- [Text shown]
Dear Little Boy … (The Last Summer)

Dear little boy,

This summer, you’ll probably see me stopping to simply look at you more than usual: smiling, deep in thought as you play uninhibitedly, unabashedly enjoy the merry-go-round every Friday afternoon before we meet Grandma, and as you playfully skip though the sprinkler during hot afternoons in the backyard.

This summer feels a little different from the last thirteen summers of your life, and certainly the summers to follow this one will also be quite different indeed. This summer, you’re turning 14, and the next you’ll turn 15. And although you still have that little boy look about you now, by this time next summer, you will have grown so much more that calling you a little boy will no longer do.

You won’t look like my little boy, you won’t sound like him, and the rest of the world will no longer perceive you as little. You’ll be taller, your facial features will change, your voice will become lower, and a lot about your body will change as you develop into the man you’ll be in such a short while.

But before this happens, I’m going to need some time to prepare myself. I foresee that this summer is going to be a summer of ‘lasts’ – the last summer of the little boy.

Lately I’ve been looking through old photos and watching videos of you during your little boyhood. I remember thinking there was always so much more time, almost like this summer would never come and we would stay like this forever.

- [Written request]
Reproduce word for word the part of the letter to the little boy starting at "You won’t look" and ending at "like this forever.".

- [Excerpted data]
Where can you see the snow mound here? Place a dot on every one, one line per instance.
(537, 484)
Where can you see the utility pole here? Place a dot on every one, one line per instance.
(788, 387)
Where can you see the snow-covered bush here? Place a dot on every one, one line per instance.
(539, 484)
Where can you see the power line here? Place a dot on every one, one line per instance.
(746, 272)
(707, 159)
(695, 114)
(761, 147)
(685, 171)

* * *

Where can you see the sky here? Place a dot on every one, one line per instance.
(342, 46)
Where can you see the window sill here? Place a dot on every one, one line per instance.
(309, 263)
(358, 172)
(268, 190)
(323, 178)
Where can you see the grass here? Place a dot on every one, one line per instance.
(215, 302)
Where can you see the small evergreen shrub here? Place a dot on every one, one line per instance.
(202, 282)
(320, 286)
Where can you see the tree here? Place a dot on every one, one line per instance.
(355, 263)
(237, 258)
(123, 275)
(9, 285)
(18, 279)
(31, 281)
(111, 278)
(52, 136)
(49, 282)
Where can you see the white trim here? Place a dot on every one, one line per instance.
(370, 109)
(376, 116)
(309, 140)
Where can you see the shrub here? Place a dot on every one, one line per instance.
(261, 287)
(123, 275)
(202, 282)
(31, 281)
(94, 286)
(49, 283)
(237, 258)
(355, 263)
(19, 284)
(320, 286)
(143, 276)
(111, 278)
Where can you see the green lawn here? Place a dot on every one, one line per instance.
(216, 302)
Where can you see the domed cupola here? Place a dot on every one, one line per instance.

- [Output of the task]
You won’t look like my little boy, you won’t sound like him, and the rest of the world will no longer perceive you as little. You’ll be taller, your facial features will change, your voice will become lower, and a lot about your body will change as you develop into the man you’ll be in such a short while.

But before this happens, I’m going to need some time to prepare myself. I foresee that this summer is going to be a summer of ‘lasts’ – the last summer of the little boy.

Lately I’ve been looking through old photos and watching videos of you during your little boyhood. I remember thinking there was always so much more time, almost like this summer would never come and we would stay like this forever.